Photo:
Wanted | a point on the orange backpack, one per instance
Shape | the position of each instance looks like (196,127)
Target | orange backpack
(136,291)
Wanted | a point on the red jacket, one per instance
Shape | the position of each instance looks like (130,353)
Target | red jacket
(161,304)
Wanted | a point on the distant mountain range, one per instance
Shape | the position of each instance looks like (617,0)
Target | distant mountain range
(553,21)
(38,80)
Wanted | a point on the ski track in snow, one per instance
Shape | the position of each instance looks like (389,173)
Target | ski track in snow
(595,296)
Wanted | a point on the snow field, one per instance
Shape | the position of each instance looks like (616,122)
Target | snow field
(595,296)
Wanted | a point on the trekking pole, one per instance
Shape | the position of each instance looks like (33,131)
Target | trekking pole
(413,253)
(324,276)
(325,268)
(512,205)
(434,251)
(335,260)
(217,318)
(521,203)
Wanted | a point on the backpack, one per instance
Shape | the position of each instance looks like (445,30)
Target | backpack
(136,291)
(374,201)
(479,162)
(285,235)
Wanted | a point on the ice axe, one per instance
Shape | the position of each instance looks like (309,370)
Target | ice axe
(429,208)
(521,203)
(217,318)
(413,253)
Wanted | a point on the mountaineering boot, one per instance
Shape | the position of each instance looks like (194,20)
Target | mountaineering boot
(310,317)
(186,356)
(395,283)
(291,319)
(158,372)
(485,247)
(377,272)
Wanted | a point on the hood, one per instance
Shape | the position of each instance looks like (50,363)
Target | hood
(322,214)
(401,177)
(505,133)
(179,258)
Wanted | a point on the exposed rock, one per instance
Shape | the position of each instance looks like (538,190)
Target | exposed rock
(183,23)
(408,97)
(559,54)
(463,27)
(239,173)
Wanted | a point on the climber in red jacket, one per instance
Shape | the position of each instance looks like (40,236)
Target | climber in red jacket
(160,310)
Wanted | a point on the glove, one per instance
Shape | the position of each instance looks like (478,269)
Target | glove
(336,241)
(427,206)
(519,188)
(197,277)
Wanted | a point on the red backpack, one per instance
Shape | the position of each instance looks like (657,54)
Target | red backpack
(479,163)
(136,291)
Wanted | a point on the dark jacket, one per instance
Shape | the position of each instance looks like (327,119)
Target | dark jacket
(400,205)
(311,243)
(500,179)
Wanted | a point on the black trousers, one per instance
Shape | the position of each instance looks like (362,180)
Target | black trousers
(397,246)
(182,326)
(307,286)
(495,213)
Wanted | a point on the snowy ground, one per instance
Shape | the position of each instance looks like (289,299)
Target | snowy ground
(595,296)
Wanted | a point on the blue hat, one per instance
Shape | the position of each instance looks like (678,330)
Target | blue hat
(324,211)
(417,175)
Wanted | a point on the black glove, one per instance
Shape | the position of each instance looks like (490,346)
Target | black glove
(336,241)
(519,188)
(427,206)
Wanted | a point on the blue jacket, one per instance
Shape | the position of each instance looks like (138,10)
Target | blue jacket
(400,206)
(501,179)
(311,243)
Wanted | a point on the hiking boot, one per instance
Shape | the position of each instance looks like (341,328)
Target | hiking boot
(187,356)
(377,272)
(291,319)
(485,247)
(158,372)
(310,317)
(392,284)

[Work to complete] Extract every line from the one containing "Wanted | a point on the blue hat, one" to the end of the entries, including both of those lines, exactly as given and with nothing added.

[Exercise output]
Wanted | a point on the blue hat, one per instance
Shape | the position of each instance looks like (678,330)
Target | blue hat
(324,211)
(417,175)
Wanted | a point on the black glove, one per instance
Shape | the position of each instance looks like (490,346)
Target | black glove
(336,241)
(519,188)
(427,206)
Wanted | a point on the blue jacket, one per instance
Shape | the position of each instance looks like (138,10)
Target | blue jacket
(400,206)
(501,179)
(311,243)
Wanted | a point on the hiking boot, one per instance
Shape | the position of each instance looks like (341,328)
Target | hiking boot
(187,356)
(377,272)
(291,319)
(485,247)
(158,372)
(310,317)
(392,284)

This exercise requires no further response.